--- BEGIN EXCERPT ---

Ever had a museum unexpectedly surprise
and delight you? Energize you, and make
you think about mundane daily tasks differently? Former Reach Advisors summer research
associate, guest blogger, and self-proclaimed “New York Culture Vulture” Alison
Buchbinder had that experience recently, and we loved her “review” of the New
York Transit Museum so much, we had to share.
Like
most New Yorkers, I take the subway everyday and I take it for granted. Unless
the train is running slowly, I never stop to think about how the subway runs,
how it was built, or even how Metrocard revenue is collected and counted. Until
my recent visit to the New York Transit Museum.
To enter the museum, visitors (appropriately) descend down the stairs of a
decommissioned subway station. A friendly staff member sells tickets from a
historic ticket booth, with its beautifully varnished, turned wood bars. The
museum's first gallery is a passage with a low burlap cloth ceiling, evoking
the feeling of being in an early, unfinished subway tunnel, but papered in
historic images of subway construction and newspapers clips. I was surprised to
learn that the subway began as a private enterprise and was not a civic amenity
until well into the 20th century.

--- END EXCERPT ---
--- BEGIN ENTRIES SUPPLIED ---

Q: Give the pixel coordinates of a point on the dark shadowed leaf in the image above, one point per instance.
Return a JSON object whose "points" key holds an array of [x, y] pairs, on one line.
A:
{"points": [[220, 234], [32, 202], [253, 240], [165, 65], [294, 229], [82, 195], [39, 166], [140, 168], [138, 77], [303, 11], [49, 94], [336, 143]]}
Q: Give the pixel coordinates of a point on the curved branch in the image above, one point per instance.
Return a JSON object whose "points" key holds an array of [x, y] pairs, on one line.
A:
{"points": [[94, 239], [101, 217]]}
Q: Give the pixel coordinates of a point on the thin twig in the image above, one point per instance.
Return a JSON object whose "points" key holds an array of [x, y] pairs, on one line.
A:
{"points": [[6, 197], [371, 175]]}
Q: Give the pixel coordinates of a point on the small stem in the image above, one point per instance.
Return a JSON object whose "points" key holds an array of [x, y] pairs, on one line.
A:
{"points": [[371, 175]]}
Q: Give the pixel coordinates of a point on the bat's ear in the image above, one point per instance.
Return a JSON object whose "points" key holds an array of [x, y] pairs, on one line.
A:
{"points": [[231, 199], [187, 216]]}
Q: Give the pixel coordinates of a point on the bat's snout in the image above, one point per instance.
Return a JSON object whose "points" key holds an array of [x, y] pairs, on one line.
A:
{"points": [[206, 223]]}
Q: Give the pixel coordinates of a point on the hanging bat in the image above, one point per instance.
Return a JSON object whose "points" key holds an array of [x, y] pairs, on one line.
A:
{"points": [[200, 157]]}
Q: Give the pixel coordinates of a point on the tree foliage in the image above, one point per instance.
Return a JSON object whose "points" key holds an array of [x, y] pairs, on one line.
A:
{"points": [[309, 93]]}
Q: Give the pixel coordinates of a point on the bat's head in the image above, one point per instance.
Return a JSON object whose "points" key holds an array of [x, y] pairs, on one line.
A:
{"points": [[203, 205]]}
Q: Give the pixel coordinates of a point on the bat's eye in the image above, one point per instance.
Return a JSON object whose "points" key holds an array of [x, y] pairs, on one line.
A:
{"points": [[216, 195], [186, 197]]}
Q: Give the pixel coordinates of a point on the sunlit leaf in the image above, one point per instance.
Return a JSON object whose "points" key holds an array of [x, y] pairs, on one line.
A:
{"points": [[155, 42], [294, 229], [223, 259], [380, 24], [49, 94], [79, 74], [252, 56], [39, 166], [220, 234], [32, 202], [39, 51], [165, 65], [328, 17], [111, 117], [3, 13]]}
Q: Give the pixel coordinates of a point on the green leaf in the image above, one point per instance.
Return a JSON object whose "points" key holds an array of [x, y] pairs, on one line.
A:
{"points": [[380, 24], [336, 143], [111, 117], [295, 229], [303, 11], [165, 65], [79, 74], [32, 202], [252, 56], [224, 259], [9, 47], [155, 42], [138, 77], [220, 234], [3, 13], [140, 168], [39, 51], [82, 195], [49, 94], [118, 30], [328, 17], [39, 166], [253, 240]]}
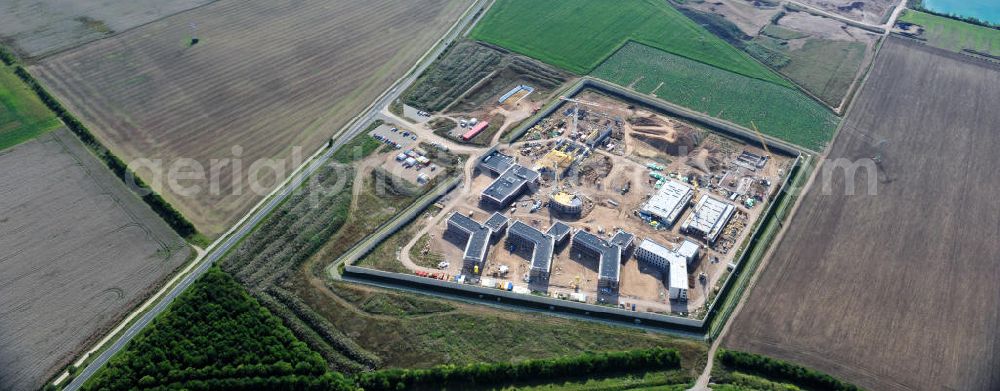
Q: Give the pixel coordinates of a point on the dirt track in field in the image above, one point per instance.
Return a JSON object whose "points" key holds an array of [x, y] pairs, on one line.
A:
{"points": [[896, 291], [38, 27], [77, 251], [265, 76]]}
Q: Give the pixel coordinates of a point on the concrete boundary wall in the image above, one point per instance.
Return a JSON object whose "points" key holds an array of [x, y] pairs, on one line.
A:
{"points": [[721, 126], [534, 301], [605, 313]]}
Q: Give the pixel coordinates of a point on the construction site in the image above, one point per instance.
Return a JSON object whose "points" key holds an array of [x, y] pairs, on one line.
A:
{"points": [[605, 203]]}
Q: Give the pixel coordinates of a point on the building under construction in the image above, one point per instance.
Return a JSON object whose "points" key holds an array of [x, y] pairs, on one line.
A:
{"points": [[709, 218], [475, 236], [566, 204]]}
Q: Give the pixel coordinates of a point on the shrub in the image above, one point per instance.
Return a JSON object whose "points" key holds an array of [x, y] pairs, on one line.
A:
{"points": [[781, 371]]}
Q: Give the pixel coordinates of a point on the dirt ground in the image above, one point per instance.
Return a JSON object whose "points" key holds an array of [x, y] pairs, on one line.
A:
{"points": [[77, 250], [680, 148], [297, 76], [867, 11], [896, 290], [40, 27]]}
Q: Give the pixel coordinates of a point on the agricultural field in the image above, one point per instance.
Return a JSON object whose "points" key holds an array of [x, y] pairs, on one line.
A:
{"points": [[37, 28], [821, 54], [949, 34], [887, 278], [215, 335], [22, 115], [250, 94], [476, 71], [79, 250], [873, 12], [778, 111], [579, 35]]}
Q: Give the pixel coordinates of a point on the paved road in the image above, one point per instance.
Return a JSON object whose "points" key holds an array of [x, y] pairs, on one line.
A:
{"points": [[263, 210]]}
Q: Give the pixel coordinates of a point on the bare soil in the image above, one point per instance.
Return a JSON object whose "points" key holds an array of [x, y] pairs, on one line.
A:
{"points": [[267, 76], [867, 11], [43, 26], [896, 290], [77, 250]]}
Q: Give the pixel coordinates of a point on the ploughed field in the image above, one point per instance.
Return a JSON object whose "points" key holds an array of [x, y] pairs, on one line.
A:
{"points": [[898, 290], [266, 76], [44, 26], [77, 250]]}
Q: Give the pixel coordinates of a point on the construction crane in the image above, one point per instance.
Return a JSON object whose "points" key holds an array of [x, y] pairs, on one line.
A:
{"points": [[761, 136]]}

--- END ENTRIES SUPPLIED ---

→ DIRECTIONS:
A – In the museum review, what feeling is the first gallery's low burlap cloth ceiling meant to create?
B – Substitute "plowed field" for "ploughed field" in the records, from the line containing "Q: Give the pixel coordinates of a point on the bare" through the end of the records, and give that part again with nothing else changed.

→ ANSWERS PER TASK:
A – The low burlap cloth ceiling evokes the feeling of being in an early, unfinished subway tunnel.

B –
Q: Give the pixel coordinates of a point on the bare soil in the image above, one point per instance.
Return a JSON object whose "points" key holds an array of [x, y] pairs, on one line.
A:
{"points": [[267, 76], [867, 11], [43, 26], [896, 290], [77, 250]]}
Q: Give the pixel coordinates of a point on the plowed field in the image above, one point per instance.
Return a JSON object whose "points" key holds an array of [x, y] pairs, on one line.
A:
{"points": [[898, 290], [266, 76], [44, 26], [77, 250]]}
Q: Give the pixel coordinates of a point on the construction crane in the image above, one point per instance.
Return a JSON object whose "points" key holds an array of [x, y] pairs, on one line.
A:
{"points": [[761, 136]]}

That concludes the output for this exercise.